**Supplied information**
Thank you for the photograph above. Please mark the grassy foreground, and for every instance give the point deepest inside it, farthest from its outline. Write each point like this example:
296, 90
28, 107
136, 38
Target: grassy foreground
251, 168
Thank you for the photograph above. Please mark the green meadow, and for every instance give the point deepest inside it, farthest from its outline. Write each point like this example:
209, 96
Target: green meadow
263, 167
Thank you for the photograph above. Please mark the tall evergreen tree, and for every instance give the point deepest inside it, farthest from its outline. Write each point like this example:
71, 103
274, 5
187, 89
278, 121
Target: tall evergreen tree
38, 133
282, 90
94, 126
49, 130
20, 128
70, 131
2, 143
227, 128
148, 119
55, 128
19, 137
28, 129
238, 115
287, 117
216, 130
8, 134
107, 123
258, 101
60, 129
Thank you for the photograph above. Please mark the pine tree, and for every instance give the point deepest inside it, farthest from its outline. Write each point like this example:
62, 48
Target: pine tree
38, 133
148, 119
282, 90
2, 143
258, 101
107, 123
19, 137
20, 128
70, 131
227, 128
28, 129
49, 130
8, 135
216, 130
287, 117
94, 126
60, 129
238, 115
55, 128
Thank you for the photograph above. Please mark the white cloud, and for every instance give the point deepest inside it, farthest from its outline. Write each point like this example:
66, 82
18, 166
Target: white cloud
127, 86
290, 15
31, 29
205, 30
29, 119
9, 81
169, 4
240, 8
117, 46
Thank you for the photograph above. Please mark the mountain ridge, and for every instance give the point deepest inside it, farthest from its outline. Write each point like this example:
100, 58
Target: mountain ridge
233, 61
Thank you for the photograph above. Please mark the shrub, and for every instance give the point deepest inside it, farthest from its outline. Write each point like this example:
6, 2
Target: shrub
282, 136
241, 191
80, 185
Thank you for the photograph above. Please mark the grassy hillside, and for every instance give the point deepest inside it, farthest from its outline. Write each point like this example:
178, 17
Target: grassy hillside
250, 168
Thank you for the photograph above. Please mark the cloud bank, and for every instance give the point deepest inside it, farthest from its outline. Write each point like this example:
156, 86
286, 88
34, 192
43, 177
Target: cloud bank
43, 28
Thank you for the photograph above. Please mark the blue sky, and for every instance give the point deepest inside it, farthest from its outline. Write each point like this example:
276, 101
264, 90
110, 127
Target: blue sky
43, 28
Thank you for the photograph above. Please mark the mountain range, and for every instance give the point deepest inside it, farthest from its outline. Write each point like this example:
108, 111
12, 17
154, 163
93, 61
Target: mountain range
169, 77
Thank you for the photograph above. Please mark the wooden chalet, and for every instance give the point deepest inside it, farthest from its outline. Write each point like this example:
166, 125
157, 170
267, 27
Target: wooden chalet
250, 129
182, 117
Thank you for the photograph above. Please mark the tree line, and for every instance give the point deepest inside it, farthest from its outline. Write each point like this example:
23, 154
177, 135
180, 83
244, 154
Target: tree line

**Stated problem**
Rewrite all the entries above as a JSON list of strings, one string per line, with blank lines left out.

**Complete output**
[
  "Thank you for the photograph above. Please mark the grassy foreground, and for every instance give the point deepest inside it, farthest from its outline. Write each point like this example:",
  "296, 90",
  "28, 107",
  "136, 38",
  "Target: grassy foreground",
  "251, 168",
  "Thank you for the photograph above. Please mark the green meadow, and for every instance give the point deepest inside it, farthest from its outline. Write each point like this example:",
  "209, 96",
  "Target: green meadow",
  "263, 167",
  "Thank you for the photograph above. Please mark the tall evergreen tree, and for every instance give the point deepest inside it, farthest from its outline. Write each point like this example:",
  "71, 103",
  "274, 5",
  "187, 89",
  "278, 121",
  "Target: tall evergreen tree",
  "38, 133",
  "282, 90",
  "94, 126",
  "49, 130",
  "20, 128",
  "70, 131",
  "2, 143",
  "227, 128",
  "148, 119",
  "55, 128",
  "19, 137",
  "28, 129",
  "238, 115",
  "287, 117",
  "216, 130",
  "8, 134",
  "107, 123",
  "258, 101",
  "60, 129",
  "Thank you for the photograph above. Please mark the pine tree, and for every instance give the point deepest inside it, farthest from its outline. Write each point like this example:",
  "62, 48",
  "Target: pine tree",
  "38, 133",
  "148, 119",
  "282, 90",
  "2, 143",
  "258, 101",
  "107, 123",
  "19, 137",
  "20, 128",
  "70, 131",
  "227, 128",
  "28, 129",
  "49, 130",
  "8, 135",
  "216, 130",
  "287, 117",
  "94, 126",
  "60, 129",
  "238, 115",
  "55, 128",
  "Thank you for the photograph above. Please mark the white cloud, and for every instance give the point deepest inside it, farthest from its outline. Write each point like this example:",
  "66, 82",
  "18, 166",
  "Target: white cloud",
  "127, 86",
  "290, 15",
  "31, 29",
  "205, 30",
  "29, 119",
  "9, 81",
  "169, 4",
  "240, 8",
  "117, 46",
  "Thank you for the photograph above. Please mark the mountain ridge, and for every instance give the point deepest inside it, farthest from its outline. Write each point like this example:",
  "100, 58",
  "Target: mountain ridge",
  "233, 61",
  "Thank you for the photograph above. Please mark the shrub, and for every instance give the point deepest inside it, farthest from its outline. Write each point like this example:",
  "6, 2",
  "Target: shrub",
  "282, 136",
  "241, 191",
  "80, 185",
  "Thank you for the photograph above. Please mark the grassy hillside, and for every instance give the point deepest inside it, farthest from its outline. Write each point like this example:",
  "178, 17",
  "Target: grassy hillside",
  "250, 168",
  "Thank you for the photograph above. Please mark the cloud bank, and for every instance give the point deepest inside it, farthest from its outline. Write each point like this example:",
  "156, 86",
  "286, 88",
  "34, 192",
  "43, 177",
  "Target: cloud bank",
  "43, 28",
  "Thank you for the photograph above. Please mark the blue sky, and for every instance give the point deepest inside it, farthest from its outline. Write each point like this example:",
  "276, 101",
  "264, 90",
  "110, 127",
  "Target: blue sky",
  "43, 28",
  "Thank you for the photograph above. Please mark the mountain range, and for every instance give the point deepest inside it, farthest from its outline. Write each point like this example:",
  "108, 111",
  "12, 17",
  "154, 163",
  "93, 61",
  "Target: mountain range",
  "169, 77",
  "Thank you for the photograph above. Please mark the wooden chalet, and for every instance give the point deepest inside it, farthest from its outline. Write each point like this example:",
  "166, 125",
  "157, 170",
  "267, 27",
  "Target: wooden chalet",
  "250, 129",
  "182, 117",
  "Thank you for the photograph above. Please mark the tree line, and for every instance give the point deepest inside it, farthest from its outline. Write each point like this example:",
  "23, 154",
  "177, 135",
  "180, 83",
  "244, 154",
  "Target: tree line"
]